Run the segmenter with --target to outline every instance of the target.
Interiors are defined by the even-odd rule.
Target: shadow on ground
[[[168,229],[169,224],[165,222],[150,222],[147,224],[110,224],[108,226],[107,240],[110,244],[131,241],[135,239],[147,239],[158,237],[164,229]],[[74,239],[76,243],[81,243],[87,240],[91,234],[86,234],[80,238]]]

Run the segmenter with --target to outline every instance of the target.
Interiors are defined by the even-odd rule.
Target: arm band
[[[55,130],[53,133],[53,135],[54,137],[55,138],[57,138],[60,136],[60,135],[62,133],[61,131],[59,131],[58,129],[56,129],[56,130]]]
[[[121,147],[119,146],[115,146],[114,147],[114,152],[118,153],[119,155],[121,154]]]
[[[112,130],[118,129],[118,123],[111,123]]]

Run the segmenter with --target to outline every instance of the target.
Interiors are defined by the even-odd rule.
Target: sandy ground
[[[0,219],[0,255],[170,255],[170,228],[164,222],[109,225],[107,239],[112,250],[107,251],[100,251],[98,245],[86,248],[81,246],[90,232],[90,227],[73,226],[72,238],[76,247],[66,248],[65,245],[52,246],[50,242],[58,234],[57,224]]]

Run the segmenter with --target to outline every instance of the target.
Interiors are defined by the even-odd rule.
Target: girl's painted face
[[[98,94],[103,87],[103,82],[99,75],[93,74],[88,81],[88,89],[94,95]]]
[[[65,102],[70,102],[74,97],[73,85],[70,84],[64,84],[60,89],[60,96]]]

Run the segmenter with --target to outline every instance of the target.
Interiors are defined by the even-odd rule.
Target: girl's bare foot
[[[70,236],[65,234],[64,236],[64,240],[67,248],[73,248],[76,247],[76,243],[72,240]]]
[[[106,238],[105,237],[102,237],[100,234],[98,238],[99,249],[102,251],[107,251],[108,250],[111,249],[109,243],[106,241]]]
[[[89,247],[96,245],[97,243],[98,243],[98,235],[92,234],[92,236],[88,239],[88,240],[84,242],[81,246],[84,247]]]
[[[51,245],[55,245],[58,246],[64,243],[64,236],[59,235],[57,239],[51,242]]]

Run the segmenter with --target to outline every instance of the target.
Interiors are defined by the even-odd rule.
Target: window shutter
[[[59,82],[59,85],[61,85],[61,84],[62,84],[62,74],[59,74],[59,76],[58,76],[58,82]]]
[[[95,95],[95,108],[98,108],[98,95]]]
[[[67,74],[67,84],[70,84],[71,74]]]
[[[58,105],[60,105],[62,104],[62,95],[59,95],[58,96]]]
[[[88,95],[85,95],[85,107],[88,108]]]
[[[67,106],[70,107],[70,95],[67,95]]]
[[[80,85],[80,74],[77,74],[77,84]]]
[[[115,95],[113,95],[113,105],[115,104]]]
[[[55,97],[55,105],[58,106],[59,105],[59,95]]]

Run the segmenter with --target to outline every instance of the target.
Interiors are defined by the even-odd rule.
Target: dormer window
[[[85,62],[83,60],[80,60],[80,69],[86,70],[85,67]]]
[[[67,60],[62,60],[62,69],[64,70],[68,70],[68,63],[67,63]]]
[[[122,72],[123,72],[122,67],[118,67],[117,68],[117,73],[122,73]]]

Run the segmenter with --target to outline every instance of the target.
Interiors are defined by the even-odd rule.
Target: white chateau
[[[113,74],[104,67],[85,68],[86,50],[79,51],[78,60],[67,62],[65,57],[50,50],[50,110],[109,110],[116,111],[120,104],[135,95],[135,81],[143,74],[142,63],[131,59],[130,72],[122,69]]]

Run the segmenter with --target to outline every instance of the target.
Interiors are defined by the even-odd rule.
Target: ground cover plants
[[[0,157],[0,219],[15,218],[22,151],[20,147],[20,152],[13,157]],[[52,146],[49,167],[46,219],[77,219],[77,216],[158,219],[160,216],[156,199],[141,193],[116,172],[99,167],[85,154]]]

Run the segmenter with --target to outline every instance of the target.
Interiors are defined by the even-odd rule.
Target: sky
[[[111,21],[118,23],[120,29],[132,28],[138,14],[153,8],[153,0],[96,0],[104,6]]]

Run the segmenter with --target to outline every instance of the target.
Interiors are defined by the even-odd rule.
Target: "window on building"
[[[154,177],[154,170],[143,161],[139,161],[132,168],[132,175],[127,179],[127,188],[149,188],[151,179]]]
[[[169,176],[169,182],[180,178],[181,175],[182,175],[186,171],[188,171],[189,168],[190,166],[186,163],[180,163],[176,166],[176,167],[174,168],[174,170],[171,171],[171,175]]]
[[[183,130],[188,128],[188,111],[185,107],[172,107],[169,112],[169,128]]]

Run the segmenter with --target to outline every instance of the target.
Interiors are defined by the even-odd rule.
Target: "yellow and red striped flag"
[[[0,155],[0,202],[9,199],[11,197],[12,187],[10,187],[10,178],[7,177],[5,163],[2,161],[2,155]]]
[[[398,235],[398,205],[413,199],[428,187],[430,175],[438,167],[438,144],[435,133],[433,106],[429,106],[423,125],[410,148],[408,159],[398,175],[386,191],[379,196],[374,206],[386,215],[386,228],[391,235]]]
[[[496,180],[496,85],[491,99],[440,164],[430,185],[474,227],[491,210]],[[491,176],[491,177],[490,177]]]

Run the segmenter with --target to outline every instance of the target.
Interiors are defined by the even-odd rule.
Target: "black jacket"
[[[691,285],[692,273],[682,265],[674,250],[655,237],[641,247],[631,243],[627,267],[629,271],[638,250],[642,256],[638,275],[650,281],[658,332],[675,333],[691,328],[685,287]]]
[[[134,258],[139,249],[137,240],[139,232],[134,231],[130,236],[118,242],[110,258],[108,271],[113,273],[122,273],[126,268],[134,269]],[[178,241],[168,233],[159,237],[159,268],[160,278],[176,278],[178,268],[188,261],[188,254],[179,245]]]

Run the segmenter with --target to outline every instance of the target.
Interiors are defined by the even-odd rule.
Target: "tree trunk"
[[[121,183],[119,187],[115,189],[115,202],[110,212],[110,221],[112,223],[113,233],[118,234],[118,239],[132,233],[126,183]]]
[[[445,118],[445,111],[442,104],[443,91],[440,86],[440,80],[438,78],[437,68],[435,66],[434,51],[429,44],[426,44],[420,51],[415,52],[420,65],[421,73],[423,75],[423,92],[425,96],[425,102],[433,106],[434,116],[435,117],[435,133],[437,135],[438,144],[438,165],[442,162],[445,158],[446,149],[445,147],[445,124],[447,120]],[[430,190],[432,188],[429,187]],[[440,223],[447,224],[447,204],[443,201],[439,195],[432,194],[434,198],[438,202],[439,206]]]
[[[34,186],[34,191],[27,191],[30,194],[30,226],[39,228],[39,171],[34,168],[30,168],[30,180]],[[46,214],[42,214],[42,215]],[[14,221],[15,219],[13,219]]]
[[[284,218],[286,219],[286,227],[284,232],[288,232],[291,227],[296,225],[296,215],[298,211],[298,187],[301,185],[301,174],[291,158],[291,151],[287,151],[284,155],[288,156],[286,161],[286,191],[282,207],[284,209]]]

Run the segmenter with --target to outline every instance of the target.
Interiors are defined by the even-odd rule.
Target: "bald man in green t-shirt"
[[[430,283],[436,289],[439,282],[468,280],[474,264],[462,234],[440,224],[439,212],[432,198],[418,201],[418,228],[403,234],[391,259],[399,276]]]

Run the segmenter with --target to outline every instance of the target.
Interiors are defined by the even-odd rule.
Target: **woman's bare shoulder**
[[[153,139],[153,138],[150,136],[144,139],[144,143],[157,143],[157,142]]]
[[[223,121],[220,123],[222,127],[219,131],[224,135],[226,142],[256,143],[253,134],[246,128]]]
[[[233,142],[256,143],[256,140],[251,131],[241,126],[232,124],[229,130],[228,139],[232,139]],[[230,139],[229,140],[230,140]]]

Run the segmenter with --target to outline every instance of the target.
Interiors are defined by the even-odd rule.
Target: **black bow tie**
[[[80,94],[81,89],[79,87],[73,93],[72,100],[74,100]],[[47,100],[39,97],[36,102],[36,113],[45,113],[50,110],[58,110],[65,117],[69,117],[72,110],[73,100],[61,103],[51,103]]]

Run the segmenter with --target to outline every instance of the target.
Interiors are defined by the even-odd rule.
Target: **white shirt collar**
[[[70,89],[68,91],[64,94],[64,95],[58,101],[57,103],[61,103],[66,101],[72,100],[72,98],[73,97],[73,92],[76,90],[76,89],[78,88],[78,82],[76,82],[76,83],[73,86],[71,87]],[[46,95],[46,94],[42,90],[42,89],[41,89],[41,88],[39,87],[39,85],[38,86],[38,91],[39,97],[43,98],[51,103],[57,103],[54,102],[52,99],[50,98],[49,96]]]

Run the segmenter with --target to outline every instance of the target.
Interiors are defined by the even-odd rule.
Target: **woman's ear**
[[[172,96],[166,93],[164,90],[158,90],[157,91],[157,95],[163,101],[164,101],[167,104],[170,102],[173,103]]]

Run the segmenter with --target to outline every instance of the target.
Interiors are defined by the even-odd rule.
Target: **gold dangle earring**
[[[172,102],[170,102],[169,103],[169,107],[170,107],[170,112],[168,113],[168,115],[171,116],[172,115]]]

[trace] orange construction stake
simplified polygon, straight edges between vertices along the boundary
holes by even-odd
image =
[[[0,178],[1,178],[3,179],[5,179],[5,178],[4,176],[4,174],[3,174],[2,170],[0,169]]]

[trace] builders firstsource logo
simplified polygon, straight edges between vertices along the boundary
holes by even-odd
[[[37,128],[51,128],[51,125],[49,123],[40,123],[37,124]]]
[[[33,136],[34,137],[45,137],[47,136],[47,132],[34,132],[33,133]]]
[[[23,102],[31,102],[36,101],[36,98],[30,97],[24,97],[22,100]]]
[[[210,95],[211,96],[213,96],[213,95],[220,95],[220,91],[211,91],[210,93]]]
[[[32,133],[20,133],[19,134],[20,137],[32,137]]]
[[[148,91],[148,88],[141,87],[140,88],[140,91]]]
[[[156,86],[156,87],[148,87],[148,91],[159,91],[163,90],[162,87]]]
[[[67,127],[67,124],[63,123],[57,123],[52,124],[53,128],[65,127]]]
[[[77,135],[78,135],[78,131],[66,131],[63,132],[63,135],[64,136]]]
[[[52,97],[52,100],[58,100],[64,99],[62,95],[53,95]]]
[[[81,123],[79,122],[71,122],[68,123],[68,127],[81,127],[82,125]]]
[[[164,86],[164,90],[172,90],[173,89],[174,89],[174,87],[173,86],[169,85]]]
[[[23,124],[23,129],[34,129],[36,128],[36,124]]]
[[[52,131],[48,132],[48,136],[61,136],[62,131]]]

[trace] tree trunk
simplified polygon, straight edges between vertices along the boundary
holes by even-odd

» Short exercise
Repeat, word for word, every line from the line that contains "[trace] tree trunk" to the end of the entries; include both of those lines and no others.

» Output of the exercise
[trace] tree trunk
simplified polygon, straight edges between vertices along the boundary
holes by even-odd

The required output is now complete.